TO DO → Copy every line from the records below that holds the word "tire".

Start of Block

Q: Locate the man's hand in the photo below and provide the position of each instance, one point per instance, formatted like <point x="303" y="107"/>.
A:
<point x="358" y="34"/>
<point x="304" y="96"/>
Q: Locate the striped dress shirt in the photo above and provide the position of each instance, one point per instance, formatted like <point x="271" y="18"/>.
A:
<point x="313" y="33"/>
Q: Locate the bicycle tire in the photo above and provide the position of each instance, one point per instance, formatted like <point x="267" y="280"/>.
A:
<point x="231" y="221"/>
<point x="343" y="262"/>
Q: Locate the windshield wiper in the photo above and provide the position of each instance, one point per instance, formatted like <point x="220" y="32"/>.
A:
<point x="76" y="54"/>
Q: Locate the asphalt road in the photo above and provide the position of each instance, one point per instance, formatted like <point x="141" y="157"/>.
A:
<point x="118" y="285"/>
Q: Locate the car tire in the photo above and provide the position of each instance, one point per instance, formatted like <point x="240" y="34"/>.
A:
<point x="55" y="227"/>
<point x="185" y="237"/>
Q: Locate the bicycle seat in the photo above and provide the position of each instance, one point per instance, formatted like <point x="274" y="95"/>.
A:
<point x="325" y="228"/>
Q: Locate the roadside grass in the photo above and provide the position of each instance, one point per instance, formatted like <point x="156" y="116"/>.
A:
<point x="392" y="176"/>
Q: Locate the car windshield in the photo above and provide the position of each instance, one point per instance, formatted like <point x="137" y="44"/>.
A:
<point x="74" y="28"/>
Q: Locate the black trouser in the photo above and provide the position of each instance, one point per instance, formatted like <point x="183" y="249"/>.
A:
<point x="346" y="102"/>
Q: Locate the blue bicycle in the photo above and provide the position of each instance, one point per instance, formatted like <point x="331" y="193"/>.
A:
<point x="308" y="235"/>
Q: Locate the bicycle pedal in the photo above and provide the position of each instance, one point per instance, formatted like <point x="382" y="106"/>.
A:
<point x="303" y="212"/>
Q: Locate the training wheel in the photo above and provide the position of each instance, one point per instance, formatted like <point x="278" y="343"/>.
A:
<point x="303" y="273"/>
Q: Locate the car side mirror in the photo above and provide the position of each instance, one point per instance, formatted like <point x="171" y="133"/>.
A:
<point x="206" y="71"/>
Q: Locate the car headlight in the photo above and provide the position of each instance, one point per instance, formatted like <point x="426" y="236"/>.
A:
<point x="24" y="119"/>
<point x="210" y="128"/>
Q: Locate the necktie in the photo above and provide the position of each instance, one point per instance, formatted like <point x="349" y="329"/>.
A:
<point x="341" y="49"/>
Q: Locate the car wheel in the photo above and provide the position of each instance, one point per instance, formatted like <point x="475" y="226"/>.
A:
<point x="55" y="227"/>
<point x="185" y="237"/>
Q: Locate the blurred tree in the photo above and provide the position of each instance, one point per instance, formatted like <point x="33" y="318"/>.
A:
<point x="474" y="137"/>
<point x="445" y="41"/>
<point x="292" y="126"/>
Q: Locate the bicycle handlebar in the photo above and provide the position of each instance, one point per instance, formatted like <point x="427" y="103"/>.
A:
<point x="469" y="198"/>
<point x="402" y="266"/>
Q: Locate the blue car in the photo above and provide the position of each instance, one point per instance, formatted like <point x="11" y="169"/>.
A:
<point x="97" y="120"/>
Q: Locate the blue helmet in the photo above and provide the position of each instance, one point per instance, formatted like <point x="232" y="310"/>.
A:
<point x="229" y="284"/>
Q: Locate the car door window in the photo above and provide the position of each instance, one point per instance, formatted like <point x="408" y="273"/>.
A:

End of Block

REPLY →
Q: Locate the bicycle tire in the photo above and provide the position of each instance, one point per instance, formatted like <point x="267" y="280"/>.
Q: Locate the car tire in the photo above and provide the position of each instance, one point per instance, formatted like <point x="240" y="34"/>.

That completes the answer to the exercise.